---------- Exercise input ----------

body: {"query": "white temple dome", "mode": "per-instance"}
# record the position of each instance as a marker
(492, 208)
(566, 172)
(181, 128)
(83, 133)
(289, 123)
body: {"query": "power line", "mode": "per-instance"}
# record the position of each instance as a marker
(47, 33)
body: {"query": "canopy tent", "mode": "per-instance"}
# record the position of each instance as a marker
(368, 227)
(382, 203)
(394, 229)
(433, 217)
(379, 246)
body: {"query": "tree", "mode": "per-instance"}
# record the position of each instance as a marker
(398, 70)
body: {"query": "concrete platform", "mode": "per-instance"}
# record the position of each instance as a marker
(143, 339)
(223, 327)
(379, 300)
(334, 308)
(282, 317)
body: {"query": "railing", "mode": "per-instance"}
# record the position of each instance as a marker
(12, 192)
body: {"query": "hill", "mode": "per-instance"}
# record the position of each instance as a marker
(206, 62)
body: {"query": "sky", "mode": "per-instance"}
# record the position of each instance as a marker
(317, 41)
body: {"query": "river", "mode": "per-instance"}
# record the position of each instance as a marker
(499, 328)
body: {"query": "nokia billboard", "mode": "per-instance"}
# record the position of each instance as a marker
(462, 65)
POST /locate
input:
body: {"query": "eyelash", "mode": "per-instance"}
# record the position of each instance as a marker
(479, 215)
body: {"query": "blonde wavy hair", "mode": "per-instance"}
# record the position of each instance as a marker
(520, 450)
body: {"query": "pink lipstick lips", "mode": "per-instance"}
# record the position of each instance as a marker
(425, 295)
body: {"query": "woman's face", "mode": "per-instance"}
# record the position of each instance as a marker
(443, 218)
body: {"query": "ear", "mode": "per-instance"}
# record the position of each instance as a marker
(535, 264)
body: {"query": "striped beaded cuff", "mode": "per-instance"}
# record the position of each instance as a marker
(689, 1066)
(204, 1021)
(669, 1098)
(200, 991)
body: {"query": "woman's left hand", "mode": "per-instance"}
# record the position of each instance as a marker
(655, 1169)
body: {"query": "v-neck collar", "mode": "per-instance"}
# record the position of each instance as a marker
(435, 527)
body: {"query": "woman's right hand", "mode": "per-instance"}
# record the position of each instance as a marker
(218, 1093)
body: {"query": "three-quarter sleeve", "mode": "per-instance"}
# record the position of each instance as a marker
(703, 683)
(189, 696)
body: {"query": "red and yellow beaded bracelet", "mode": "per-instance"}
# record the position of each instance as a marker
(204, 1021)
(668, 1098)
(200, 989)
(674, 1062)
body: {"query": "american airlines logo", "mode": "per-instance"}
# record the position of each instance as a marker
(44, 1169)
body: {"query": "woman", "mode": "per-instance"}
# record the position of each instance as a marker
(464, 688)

----------

Looking at the entries above, how many lines contain "hand"? State the number and nothing more.

2